## [Directions]
Every record should be copied exactly, except that pictures are to be omitted.

## [Data to process]
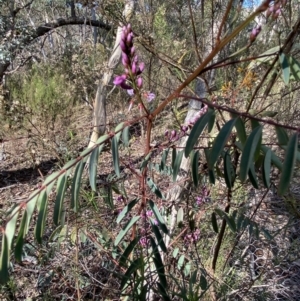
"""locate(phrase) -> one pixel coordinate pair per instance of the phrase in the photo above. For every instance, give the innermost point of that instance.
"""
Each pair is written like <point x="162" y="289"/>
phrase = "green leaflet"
<point x="127" y="227"/>
<point x="4" y="261"/>
<point x="128" y="251"/>
<point x="241" y="131"/>
<point x="126" y="136"/>
<point x="155" y="189"/>
<point x="228" y="171"/>
<point x="159" y="237"/>
<point x="274" y="158"/>
<point x="195" y="167"/>
<point x="214" y="222"/>
<point x="196" y="131"/>
<point x="288" y="164"/>
<point x="133" y="267"/>
<point x="115" y="155"/>
<point x="255" y="124"/>
<point x="20" y="238"/>
<point x="41" y="220"/>
<point x="158" y="217"/>
<point x="220" y="142"/>
<point x="229" y="219"/>
<point x="266" y="169"/>
<point x="93" y="167"/>
<point x="126" y="210"/>
<point x="282" y="136"/>
<point x="60" y="193"/>
<point x="252" y="176"/>
<point x="177" y="164"/>
<point x="248" y="152"/>
<point x="76" y="186"/>
<point x="158" y="263"/>
<point x="285" y="67"/>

## [Exercise response]
"""locate(phrase) -> one pixel coordinate pair per instance of the phrase in the photo above. For every instance, give the innermost point of that instance.
"""
Each pair is written like <point x="162" y="289"/>
phrase = "green leaflet"
<point x="127" y="227"/>
<point x="4" y="261"/>
<point x="128" y="251"/>
<point x="241" y="131"/>
<point x="126" y="136"/>
<point x="155" y="189"/>
<point x="228" y="171"/>
<point x="159" y="237"/>
<point x="274" y="158"/>
<point x="195" y="167"/>
<point x="214" y="222"/>
<point x="196" y="131"/>
<point x="288" y="164"/>
<point x="133" y="267"/>
<point x="115" y="155"/>
<point x="255" y="124"/>
<point x="20" y="238"/>
<point x="41" y="220"/>
<point x="158" y="217"/>
<point x="220" y="142"/>
<point x="229" y="219"/>
<point x="266" y="169"/>
<point x="93" y="167"/>
<point x="126" y="210"/>
<point x="282" y="136"/>
<point x="60" y="193"/>
<point x="252" y="176"/>
<point x="177" y="164"/>
<point x="248" y="152"/>
<point x="76" y="186"/>
<point x="158" y="263"/>
<point x="285" y="67"/>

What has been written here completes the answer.